* **REQUIRED WORK**: Recast the lines of the material below as a numbered list, leaving out blank lines and omitting the pictures.

··· SOURCE MATERIAL

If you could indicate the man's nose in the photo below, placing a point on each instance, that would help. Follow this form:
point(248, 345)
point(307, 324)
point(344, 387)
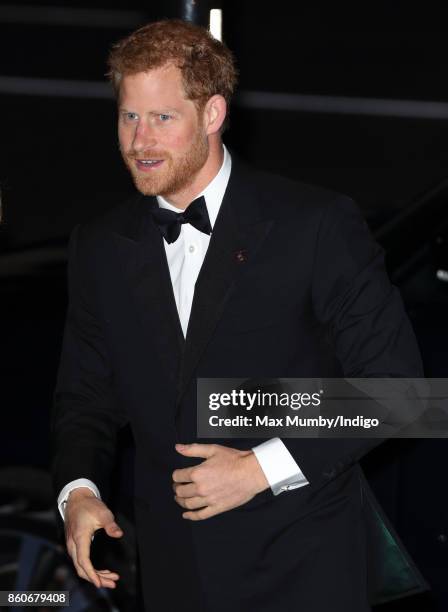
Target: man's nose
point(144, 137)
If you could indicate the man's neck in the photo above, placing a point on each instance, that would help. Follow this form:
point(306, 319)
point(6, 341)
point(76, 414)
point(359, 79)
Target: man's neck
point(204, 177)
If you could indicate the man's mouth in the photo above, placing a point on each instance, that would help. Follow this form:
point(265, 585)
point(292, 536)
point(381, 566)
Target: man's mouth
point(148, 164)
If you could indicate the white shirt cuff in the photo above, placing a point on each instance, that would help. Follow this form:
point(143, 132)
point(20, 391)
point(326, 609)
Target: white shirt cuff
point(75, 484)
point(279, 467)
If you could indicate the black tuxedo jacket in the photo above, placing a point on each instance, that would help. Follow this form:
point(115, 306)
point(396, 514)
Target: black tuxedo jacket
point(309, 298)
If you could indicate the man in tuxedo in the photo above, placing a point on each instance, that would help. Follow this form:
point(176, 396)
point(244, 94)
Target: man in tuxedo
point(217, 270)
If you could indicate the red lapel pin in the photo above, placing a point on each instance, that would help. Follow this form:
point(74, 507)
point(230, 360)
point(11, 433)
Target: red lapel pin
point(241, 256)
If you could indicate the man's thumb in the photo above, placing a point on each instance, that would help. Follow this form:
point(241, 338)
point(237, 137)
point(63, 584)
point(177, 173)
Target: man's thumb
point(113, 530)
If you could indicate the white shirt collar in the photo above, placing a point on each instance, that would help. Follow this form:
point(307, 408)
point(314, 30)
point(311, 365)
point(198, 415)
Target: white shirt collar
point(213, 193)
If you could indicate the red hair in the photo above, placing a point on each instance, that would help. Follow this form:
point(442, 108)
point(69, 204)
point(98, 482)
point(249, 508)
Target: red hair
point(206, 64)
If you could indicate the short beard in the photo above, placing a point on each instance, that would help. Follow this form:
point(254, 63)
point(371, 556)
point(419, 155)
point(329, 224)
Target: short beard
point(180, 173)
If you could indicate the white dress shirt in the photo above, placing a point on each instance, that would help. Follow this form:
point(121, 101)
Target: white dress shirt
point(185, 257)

······

* **EXERCISE ANSWER**:
1. If you could indicate the man's nose in the photo below, placing a point on each instance, that would help. Follow this form:
2. point(248, 345)
3. point(307, 324)
4. point(344, 387)
5. Target: man's nose
6. point(144, 137)
7. If you could indicate the man's neck in the photo above, placing a point on each instance, that would help. Follow this form:
8. point(306, 319)
9. point(6, 341)
10. point(76, 414)
11. point(359, 79)
12. Target: man's neck
13. point(204, 177)
14. If you could indicate the man's mouth in the photo above, placing a point on each instance, that would help. Follow this form:
15. point(265, 585)
16. point(292, 536)
17. point(381, 566)
18. Target: man's mouth
19. point(148, 164)
20. If you could indicate the white shirt cuff in the photo above, placing a point on each instance, that would help. Follow this form:
21. point(143, 132)
22. point(20, 391)
23. point(326, 609)
24. Target: white shirt cuff
25. point(75, 484)
26. point(279, 467)
27. If you could indicate the black tuxedo jacket in the photo above, placing a point on each instance, that would help. Follow this form:
28. point(115, 306)
29. point(396, 514)
30. Target: black tuxedo jacket
31. point(309, 298)
32. If you could indicate the man in tuxedo in the photo above, placing a point on each instance, that would help. Follow this form:
33. point(176, 396)
34. point(244, 94)
35. Target: man in tuxedo
36. point(217, 270)
37. If you could indicate the red lapel pin in the photo above, placing a point on each instance, that would help. Follow this form:
38. point(74, 507)
39. point(230, 360)
40. point(11, 433)
41. Target: red lapel pin
42. point(241, 256)
43. If you could indicate the man's thumb in the photo above, placing a point on each instance, that would help. Follow this form:
44. point(241, 338)
45. point(237, 137)
46. point(63, 584)
47. point(177, 173)
48. Target: man's thumb
49. point(113, 530)
50. If you could indicate the white shirt collar in the photo above, placing a point on each instance, that would help. Follow this form:
51. point(307, 408)
52. point(314, 30)
53. point(311, 365)
54. point(198, 415)
55. Target: white shirt collar
56. point(213, 193)
57. If you could indicate the red hair in the photo above, placing a point on each instance, that would help. Follow this form:
58. point(442, 108)
59. point(69, 204)
60. point(98, 482)
61. point(249, 508)
62. Target: red hair
63. point(206, 64)
64. If you could indicate the short beard in the photo above, placing a point on each instance, that would help. Follow this form:
65. point(254, 63)
66. point(371, 556)
67. point(419, 155)
68. point(329, 224)
69. Target: short beard
70. point(180, 173)
71. If you could indicate the white dress shirt in the photo above, placing a point on each instance, that would help. Follow this form:
72. point(121, 101)
73. Target: white dress shirt
74. point(185, 257)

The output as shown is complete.